> _PAGE EXTRACT_
● ● ● ● ● ● ●
A force for change: How policing can evolve to keep us safer

Today, police forces face challenges on multiple fronts: perpetually tight budgets, evolving and increasingly complex crime types, changing community needs and expectations, and exciting opportunities around emerging technologies and ways of working that require new skills and capabilities.

What’s the key to managing these effectively and becoming better prepared for the future? One answer lies with fully assessing both demands and resources, and finding ways to better align the two.

Achieving that alignment requires forces to better understand how their people work, how they use resources across different areas, where the greatest opportunities lie for improved efficiency and where they provide the greatest value to their communities. With this knowledge in hand, police forces can make the changes needed to become more agile and better equipped to deal with crime and protect the public.

Like many sectors, policing needs to transform. Doing so in the right way will benefit everyone – citizens, taxpayers, the wider community and the police themselves.

Changes in society, budgets and technologies

The world today is not the same one in which traditional policing models evolved. People live and work differently than before. Online and mobile technologies have been a big driver of those changes. Those same technologies have also contributed to new kinds of complex crimes, including digital fraud, online abuse and harassment and cybercrime.

A 2018 PwC study on ‘Policing in a Networked World’ reported double-digit (15%) growth in the number of complex crimes committed across England and Wales, along with a significant decline (10%) in traditional crimes such as theft, burglary and robbery. At the same time, some types of traditional crimes – gang violence and organised crime, for example – have taken on new characteristics, enabled by technology such as social media.

Adding to these pressures is the steady squeeze on police funding over the years. In England and Wales, overall police funding has declined by about 20% in real terms since 2010. While the Government's 2019 announcement of 20,000 new officers begins to redress this, the task to deliver this growth should not be underestimated and its net position isn’t guaranteed.
● ● ● ● ● ● ●
Translate this sentence from the policing article into Spanish: "Like many sectors, policing needs to transform." You won't need the rows that follow for this.

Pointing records
● ● ● ● ● ● ●
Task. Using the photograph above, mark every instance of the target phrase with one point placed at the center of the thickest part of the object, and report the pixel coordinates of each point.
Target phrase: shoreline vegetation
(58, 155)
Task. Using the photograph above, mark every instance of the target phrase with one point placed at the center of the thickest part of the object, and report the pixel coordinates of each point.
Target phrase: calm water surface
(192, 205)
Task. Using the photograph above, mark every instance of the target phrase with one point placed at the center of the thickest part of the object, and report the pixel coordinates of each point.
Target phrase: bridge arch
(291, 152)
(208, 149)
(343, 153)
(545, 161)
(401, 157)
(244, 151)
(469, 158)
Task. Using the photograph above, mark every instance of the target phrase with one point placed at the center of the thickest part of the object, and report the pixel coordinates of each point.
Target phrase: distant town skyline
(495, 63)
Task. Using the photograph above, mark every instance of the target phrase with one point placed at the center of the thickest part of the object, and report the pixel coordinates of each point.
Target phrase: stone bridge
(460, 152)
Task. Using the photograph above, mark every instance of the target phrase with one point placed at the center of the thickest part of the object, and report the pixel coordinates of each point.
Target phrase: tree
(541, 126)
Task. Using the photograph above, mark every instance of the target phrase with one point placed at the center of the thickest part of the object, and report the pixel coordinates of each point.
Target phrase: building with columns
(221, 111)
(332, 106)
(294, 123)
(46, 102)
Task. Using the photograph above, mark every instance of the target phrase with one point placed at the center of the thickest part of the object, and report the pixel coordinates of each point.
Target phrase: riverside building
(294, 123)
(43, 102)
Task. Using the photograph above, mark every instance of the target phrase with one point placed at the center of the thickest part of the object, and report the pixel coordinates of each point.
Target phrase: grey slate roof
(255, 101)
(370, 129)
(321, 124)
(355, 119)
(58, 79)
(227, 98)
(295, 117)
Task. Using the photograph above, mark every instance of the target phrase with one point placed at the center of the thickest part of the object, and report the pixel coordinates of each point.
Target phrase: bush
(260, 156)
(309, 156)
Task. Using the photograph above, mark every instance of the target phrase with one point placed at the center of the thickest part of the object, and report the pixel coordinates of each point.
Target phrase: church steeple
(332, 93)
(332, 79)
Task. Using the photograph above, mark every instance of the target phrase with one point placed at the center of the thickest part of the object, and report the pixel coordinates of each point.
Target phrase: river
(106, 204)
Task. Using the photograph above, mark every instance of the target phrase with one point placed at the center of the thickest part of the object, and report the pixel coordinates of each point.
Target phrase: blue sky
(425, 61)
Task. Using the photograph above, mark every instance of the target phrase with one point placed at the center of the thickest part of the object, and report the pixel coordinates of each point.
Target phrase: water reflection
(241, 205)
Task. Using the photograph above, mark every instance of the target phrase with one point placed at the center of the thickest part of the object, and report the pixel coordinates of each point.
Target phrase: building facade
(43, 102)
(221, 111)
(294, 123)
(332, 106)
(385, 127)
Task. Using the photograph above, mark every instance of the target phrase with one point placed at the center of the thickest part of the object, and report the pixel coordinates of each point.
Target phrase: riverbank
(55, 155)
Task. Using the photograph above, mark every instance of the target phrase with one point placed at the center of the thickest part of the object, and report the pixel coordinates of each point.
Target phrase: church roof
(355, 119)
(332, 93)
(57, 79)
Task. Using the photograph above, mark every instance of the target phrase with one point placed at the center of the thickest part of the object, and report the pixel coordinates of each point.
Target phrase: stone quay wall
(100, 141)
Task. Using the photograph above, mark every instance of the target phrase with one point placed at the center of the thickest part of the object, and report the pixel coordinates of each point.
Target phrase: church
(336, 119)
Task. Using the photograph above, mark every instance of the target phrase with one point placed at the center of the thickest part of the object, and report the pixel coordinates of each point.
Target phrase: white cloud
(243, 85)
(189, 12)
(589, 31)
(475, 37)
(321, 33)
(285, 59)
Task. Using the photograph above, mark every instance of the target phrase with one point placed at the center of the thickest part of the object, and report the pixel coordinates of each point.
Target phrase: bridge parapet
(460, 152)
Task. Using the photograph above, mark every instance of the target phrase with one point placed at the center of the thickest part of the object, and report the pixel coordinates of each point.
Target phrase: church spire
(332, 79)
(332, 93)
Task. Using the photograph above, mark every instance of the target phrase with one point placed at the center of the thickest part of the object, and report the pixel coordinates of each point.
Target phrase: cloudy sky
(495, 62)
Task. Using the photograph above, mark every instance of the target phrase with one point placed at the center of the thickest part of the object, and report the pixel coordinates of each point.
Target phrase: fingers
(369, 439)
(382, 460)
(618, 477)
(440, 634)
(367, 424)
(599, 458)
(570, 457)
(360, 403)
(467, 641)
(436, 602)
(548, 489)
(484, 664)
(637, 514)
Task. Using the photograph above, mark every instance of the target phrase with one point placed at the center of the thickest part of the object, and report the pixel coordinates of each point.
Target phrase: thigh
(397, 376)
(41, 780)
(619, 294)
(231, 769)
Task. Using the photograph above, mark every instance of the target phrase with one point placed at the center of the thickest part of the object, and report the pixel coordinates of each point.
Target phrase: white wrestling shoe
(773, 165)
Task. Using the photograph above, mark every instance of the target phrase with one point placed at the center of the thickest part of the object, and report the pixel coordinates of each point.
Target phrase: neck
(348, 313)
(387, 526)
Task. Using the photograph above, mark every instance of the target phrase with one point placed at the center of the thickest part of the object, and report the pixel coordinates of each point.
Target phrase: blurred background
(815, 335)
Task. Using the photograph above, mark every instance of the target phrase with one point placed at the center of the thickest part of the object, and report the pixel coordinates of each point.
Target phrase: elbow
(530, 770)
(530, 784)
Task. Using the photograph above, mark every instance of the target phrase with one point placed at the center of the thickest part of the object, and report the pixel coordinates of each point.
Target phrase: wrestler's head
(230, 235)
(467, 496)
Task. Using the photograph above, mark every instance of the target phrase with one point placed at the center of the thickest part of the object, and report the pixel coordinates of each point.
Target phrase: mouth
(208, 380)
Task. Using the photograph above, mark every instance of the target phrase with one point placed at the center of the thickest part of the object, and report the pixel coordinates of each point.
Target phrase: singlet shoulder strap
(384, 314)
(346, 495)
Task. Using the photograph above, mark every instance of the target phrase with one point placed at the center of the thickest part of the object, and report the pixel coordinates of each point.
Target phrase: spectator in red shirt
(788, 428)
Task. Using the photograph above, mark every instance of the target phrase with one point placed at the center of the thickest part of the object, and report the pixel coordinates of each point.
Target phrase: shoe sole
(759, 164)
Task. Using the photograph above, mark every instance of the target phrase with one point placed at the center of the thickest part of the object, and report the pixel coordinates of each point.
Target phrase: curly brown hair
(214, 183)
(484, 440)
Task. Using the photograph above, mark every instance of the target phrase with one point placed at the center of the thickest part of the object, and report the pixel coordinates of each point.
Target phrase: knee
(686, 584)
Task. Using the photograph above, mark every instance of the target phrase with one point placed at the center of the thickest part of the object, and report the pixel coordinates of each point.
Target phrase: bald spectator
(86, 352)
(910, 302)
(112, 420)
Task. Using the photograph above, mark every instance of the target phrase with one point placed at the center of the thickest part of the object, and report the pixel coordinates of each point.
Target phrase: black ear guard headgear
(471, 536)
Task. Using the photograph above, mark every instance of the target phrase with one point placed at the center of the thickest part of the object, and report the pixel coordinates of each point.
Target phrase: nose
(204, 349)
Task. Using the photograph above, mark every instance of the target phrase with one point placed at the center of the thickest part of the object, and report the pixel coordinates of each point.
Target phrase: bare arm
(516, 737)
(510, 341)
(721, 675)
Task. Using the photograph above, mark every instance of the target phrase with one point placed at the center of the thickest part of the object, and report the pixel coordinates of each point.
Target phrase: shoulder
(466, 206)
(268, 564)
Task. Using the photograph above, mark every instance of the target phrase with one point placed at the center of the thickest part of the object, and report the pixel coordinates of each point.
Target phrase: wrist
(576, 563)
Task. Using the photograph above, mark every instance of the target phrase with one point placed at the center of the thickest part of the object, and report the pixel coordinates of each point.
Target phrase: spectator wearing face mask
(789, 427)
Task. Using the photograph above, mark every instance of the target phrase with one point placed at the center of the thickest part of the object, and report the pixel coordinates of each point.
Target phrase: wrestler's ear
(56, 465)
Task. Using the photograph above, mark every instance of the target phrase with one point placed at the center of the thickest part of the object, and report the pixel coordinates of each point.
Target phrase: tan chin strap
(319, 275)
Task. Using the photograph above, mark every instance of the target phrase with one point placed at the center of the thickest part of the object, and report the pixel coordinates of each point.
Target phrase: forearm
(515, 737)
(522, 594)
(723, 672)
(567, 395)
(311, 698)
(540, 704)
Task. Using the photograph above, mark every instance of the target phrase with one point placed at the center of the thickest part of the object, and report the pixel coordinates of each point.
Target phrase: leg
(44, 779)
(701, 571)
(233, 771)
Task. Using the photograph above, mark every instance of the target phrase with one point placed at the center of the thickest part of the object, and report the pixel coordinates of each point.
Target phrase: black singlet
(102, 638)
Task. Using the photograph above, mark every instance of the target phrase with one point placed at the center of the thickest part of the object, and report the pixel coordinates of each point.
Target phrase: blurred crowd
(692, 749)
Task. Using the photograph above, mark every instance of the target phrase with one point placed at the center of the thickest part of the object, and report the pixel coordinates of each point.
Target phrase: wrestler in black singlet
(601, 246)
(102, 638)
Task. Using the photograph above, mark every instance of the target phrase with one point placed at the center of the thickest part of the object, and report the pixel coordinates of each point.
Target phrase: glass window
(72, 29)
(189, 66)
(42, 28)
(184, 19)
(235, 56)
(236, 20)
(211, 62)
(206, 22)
● ● ● ● ● ● ●
> _TASK RESULT_
Al igual que muchos sectores, la labor policial necesita transformarse.